→ TEXT SHOWN
=== Section Start ===
One of the most important objectives of the HIPAA Privacy Rule—and the HITECH Act in particular—was to ensure that consumers have easy and affordable access to their own protected health information. The regulations also clarified how and when medical information about a patient could be disclosed to a person’s caregiver, family member, friend, and personal or legal representative.
Yet, confusion and misinformation linger among HIPAA-covered entities that prefer to withhold information from a patient’s friends and representatives just to be on the safe side. After all, while HIPAA has clear guidelines about who can and cannot receive information, it is not a one-size-fits-all regulation since it designates much of the decision making to the covered entity’s “professional judgement.”
In the past, Journal of AHIMA has addressed how consumers can access their own information, as well as access the records of deceased individuals. This article will take a closer look at how exactly HIPAA applies to family, friends, caregivers, and personal representatives.
=== Section End ===
→ RECORDED INFORMATION
=== Section Start ===
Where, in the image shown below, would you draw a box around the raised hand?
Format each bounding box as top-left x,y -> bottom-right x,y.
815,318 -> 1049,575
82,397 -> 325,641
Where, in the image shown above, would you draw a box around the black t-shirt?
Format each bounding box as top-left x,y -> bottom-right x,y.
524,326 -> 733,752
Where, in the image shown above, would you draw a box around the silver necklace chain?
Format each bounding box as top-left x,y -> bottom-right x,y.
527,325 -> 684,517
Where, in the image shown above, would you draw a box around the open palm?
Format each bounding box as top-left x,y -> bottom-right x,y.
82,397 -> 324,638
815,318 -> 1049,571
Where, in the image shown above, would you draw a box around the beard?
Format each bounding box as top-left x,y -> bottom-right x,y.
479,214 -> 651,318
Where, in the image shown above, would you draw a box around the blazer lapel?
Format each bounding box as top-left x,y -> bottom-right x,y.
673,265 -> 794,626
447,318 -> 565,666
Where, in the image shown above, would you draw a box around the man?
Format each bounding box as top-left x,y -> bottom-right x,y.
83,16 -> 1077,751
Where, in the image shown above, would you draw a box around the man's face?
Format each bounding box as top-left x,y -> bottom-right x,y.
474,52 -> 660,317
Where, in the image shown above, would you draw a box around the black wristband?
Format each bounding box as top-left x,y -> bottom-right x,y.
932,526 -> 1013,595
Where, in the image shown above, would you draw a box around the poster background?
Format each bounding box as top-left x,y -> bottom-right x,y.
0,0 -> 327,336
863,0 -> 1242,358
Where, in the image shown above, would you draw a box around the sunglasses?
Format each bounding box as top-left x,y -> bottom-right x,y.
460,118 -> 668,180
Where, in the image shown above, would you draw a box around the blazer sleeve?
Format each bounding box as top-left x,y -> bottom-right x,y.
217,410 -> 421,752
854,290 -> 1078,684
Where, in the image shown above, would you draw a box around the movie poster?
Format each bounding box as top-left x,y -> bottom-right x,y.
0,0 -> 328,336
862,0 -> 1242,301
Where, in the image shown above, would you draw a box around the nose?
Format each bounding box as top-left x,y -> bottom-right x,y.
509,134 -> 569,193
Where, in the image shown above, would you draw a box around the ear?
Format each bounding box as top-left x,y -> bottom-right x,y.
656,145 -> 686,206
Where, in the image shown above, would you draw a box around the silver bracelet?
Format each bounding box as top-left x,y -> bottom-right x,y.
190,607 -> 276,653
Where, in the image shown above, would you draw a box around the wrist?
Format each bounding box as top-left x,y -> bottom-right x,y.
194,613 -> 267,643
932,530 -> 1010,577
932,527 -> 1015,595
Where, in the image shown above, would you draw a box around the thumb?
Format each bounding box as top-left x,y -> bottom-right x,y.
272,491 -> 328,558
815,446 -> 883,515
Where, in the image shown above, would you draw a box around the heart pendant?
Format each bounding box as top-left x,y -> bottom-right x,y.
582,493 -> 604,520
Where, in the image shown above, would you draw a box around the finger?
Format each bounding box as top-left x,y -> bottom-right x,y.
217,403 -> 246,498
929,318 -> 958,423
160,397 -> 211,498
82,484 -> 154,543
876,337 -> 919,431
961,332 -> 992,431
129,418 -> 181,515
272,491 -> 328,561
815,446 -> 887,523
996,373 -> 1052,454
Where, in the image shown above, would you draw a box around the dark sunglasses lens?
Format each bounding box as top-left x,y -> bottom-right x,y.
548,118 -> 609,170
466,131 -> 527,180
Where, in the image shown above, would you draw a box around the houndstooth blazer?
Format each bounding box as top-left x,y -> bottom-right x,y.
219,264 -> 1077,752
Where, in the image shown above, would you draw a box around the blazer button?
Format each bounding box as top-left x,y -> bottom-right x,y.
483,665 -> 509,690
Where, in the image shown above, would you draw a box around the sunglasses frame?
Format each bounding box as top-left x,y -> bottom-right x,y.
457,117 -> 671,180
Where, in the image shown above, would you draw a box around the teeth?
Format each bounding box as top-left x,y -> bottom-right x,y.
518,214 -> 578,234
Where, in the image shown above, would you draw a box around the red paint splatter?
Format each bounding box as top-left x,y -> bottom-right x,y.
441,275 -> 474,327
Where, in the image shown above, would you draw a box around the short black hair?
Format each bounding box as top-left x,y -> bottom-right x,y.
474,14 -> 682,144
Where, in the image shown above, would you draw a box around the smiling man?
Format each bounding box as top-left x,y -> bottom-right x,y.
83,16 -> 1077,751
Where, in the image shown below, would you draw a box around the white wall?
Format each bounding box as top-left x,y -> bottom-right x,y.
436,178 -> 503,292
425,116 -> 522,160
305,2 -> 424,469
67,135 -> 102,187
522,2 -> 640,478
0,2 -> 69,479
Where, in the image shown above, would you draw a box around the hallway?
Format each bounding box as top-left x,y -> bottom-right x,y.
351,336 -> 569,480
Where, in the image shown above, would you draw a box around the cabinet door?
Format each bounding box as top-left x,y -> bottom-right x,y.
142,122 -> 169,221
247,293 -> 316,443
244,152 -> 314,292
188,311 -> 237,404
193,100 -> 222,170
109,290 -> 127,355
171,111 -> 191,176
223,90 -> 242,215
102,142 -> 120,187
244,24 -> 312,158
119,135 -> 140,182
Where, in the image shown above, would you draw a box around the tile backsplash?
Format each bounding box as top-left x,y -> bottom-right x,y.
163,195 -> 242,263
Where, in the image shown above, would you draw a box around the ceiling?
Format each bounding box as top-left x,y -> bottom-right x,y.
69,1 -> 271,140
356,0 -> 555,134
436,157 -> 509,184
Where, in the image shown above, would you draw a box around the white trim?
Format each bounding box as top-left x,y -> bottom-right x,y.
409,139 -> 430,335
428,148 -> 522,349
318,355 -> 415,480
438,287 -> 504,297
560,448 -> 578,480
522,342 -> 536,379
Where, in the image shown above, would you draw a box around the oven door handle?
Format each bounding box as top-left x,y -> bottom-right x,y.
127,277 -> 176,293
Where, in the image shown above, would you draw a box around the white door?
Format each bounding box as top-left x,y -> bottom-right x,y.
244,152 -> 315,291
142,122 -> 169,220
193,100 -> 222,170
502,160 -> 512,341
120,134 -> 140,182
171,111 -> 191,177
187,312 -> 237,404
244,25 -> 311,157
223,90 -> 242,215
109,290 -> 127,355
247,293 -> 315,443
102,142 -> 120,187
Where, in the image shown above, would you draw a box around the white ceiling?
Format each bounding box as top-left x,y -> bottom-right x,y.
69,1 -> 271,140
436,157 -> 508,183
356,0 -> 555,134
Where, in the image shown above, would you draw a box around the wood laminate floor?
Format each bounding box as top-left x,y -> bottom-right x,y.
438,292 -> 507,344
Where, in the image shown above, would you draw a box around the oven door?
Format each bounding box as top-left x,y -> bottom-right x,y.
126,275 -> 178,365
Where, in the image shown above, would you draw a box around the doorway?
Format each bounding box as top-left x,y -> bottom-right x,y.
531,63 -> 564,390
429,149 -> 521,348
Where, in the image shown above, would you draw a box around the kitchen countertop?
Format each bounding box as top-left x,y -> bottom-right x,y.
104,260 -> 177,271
=== Section End ===
→ TASK DESCRIPTION
Retype the HIPAA article from "One of the most" to "or legal representative.", keeping every word and mark the same.

→ ANSWER SPACE
One of the most important objectives of the HIPAA Privacy Rule—and the HITECH Act in particular—was to ensure that consumers have easy and affordable access to their own protected health information. The regulations also clarified how and when medical information about a patient could be disclosed to a person’s caregiver, family member, friend, and personal or legal representative.